Aim. Reproduce every one of the items below word for word, keeping them in their original order.

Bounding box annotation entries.
════════════════════

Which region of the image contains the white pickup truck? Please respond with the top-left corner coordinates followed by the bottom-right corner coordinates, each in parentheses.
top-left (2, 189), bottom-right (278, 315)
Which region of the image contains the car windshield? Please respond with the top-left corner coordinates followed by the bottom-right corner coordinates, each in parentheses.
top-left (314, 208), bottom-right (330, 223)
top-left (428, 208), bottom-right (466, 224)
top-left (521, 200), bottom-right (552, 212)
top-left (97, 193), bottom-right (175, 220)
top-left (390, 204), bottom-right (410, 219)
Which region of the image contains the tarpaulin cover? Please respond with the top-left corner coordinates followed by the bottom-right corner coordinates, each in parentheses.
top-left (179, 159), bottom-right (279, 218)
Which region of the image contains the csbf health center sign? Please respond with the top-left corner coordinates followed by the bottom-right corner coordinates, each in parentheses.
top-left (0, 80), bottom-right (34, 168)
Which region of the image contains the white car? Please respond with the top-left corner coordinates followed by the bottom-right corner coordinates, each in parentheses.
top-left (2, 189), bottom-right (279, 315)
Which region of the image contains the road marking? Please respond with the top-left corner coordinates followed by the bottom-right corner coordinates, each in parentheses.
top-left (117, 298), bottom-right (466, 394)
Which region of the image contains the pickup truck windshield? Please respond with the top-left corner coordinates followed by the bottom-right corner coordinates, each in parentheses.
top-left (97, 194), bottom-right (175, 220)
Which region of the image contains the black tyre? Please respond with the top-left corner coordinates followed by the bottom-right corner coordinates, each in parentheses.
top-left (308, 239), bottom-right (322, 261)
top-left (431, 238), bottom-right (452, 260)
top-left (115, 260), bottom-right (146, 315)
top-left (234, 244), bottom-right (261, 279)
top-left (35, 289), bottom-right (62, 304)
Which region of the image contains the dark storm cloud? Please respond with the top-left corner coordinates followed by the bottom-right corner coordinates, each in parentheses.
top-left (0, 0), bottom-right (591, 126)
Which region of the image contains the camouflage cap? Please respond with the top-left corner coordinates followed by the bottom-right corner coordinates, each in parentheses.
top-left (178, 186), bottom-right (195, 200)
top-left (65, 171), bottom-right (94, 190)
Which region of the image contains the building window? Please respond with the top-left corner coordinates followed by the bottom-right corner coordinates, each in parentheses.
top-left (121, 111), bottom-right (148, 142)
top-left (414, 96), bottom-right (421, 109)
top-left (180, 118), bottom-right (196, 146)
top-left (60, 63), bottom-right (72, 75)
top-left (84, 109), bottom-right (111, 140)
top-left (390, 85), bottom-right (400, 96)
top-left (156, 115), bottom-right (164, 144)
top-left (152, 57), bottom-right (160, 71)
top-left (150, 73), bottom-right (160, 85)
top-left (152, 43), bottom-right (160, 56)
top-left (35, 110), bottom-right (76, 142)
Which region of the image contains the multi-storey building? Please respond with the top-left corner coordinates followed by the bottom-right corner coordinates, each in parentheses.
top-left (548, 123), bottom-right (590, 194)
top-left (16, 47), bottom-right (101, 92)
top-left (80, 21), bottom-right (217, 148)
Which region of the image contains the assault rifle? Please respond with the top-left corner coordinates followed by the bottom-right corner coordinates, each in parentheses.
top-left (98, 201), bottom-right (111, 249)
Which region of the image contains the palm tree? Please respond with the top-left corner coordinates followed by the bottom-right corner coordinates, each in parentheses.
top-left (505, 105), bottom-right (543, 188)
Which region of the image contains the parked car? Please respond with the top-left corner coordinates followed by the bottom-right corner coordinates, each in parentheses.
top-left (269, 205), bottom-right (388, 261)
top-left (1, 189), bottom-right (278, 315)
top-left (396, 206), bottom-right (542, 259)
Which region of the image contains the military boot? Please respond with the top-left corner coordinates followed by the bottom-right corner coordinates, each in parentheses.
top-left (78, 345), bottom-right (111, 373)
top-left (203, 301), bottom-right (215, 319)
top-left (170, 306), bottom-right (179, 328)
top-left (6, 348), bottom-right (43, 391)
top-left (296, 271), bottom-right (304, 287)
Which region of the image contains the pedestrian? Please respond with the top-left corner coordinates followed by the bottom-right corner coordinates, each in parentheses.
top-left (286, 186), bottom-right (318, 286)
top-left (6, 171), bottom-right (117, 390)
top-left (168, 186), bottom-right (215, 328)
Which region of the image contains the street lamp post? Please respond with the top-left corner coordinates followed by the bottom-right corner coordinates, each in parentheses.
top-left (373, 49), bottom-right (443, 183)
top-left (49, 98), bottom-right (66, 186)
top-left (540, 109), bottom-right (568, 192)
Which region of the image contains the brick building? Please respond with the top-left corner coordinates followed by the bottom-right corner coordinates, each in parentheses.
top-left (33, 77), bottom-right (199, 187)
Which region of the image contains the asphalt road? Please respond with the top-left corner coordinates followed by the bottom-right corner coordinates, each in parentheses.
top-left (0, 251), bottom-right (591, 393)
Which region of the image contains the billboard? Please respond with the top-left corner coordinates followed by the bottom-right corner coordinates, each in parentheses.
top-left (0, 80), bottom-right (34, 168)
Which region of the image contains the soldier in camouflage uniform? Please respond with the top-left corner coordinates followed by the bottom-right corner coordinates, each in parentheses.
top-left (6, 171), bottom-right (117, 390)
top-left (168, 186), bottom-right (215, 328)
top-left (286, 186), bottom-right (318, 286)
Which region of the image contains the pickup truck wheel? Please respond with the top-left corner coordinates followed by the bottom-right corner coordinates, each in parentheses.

════════════════════

Solution.
Which region of the image contains the white pickup truck? Please respond with the top-left corner coordinates followed by the bottom-right corner coordinates, each in parentheses.
top-left (2, 189), bottom-right (278, 315)
Which region of the image contains the car windshield? Please respond with the top-left corner coordinates followed by the bottom-right corner coordinates, each in parentheses.
top-left (314, 208), bottom-right (330, 223)
top-left (428, 208), bottom-right (466, 224)
top-left (521, 200), bottom-right (552, 212)
top-left (97, 193), bottom-right (175, 220)
top-left (390, 204), bottom-right (410, 219)
Which region of the image contains the tarpaulin cover? Please respond with the top-left corner coordinates followed by the bottom-right corner coordinates, each in parentheses.
top-left (179, 159), bottom-right (279, 218)
Which region of the image contains the csbf health center sign? Please respond with the top-left corner coordinates followed by the bottom-right corner coordinates, each in parentheses.
top-left (0, 80), bottom-right (34, 168)
Which region of the image contains the white car? Please respond with the top-left corner coordinates followed by the bottom-right corner coordinates, each in parentheses.
top-left (2, 189), bottom-right (279, 315)
Which region of the image contains the road marking? Please respond with the top-left corner coordinates followed by the bottom-right corner coordinates, each in parentheses.
top-left (117, 298), bottom-right (466, 394)
Which region of the image contains the pickup truck windshield? Please respond with the top-left corner coordinates followed by the bottom-right corner coordinates, each in parentheses.
top-left (97, 194), bottom-right (175, 220)
Which region of the image contains the black tyre? Please respond with the top-left corner coordinates followed by the bottom-right corner coordinates, each in parentheses.
top-left (308, 239), bottom-right (322, 261)
top-left (431, 238), bottom-right (452, 260)
top-left (115, 260), bottom-right (146, 315)
top-left (234, 244), bottom-right (261, 279)
top-left (35, 289), bottom-right (62, 304)
Which region of the image contains the dark storm cloud? Please respond with the top-left corner coordinates followed by the bottom-right corner coordinates, each in parentheses.
top-left (0, 0), bottom-right (591, 126)
Which region of the image contains the camouflage cap? Please respond with the top-left corner coordinates followed by the bottom-right corner coordinates, each in parentheses.
top-left (178, 186), bottom-right (195, 200)
top-left (65, 171), bottom-right (94, 190)
Which region of the image contains the building window? Please respond with the top-left corner coordinates followed by the bottom-right corner coordinates, each in parentheses.
top-left (121, 111), bottom-right (148, 142)
top-left (414, 96), bottom-right (421, 109)
top-left (180, 118), bottom-right (196, 146)
top-left (60, 63), bottom-right (72, 75)
top-left (84, 109), bottom-right (111, 140)
top-left (390, 85), bottom-right (400, 96)
top-left (156, 115), bottom-right (164, 144)
top-left (152, 57), bottom-right (160, 71)
top-left (150, 73), bottom-right (160, 85)
top-left (152, 43), bottom-right (160, 56)
top-left (35, 110), bottom-right (76, 142)
Which region of the image contains the multi-storey building? Please respond with the top-left corner coordinates followed by the bottom-right corner coordinates, each in parentheses.
top-left (548, 123), bottom-right (590, 194)
top-left (16, 47), bottom-right (101, 92)
top-left (80, 21), bottom-right (217, 148)
Which region of the image contains the assault rifle? Please respond with the top-left corner coordinates followed by the bottom-right corner coordinates, each in parentheses.
top-left (98, 201), bottom-right (111, 249)
Which region of the image contains the palm tree? Please respond with the top-left corner coordinates followed by the bottom-right corner coordinates, each in parentheses.
top-left (505, 105), bottom-right (543, 188)
Which region of the image contains the parked car? Please respond with the top-left corner coordinates followed by the bottom-right corner coordinates, each in parentheses.
top-left (269, 205), bottom-right (388, 261)
top-left (1, 189), bottom-right (278, 315)
top-left (396, 206), bottom-right (542, 259)
Which region of the image contains the military boot? Please respond with the top-left corner coordinates followed by the bottom-right corner coordinates, each in parentheses.
top-left (78, 345), bottom-right (111, 373)
top-left (203, 301), bottom-right (215, 319)
top-left (170, 306), bottom-right (179, 328)
top-left (6, 348), bottom-right (43, 391)
top-left (296, 271), bottom-right (304, 287)
Which region of the image contains the pedestrian? Please respond with the top-left corner coordinates followed by the bottom-right corner coordinates, each in parentheses.
top-left (286, 186), bottom-right (318, 286)
top-left (6, 171), bottom-right (117, 390)
top-left (168, 186), bottom-right (215, 328)
Which region of the image contains the street lamp post? Please respond with the top-left corner coordinates followed by the bottom-right corner coordinates, each in parentheses.
top-left (373, 49), bottom-right (443, 183)
top-left (49, 98), bottom-right (66, 186)
top-left (540, 109), bottom-right (568, 192)
Which region of the image contains the brick building? Please respond with the top-left corner coordinates followed by the bottom-right corner coordinates, each in parentheses.
top-left (33, 77), bottom-right (199, 187)
Which region of the image contains the asphalt road? Please respond with the top-left corner coordinates followed by the bottom-right corner coordinates, each in parentheses.
top-left (0, 251), bottom-right (591, 393)
Which region of the image contains the billboard? Please respond with the top-left corner coordinates followed by the bottom-right corner coordinates, each in parentheses.
top-left (0, 80), bottom-right (34, 168)
Which region of the image contains the soldier in camouflage uniform? Please respond with the top-left corner coordinates followed by the bottom-right corner coordinates, each in parentheses.
top-left (6, 171), bottom-right (117, 390)
top-left (168, 186), bottom-right (215, 328)
top-left (286, 186), bottom-right (318, 286)
Which region of the image contains the pickup truck wheel? Please respond with the top-left corner coordinates followed by the bottom-right corner coordinates, each in parentheses.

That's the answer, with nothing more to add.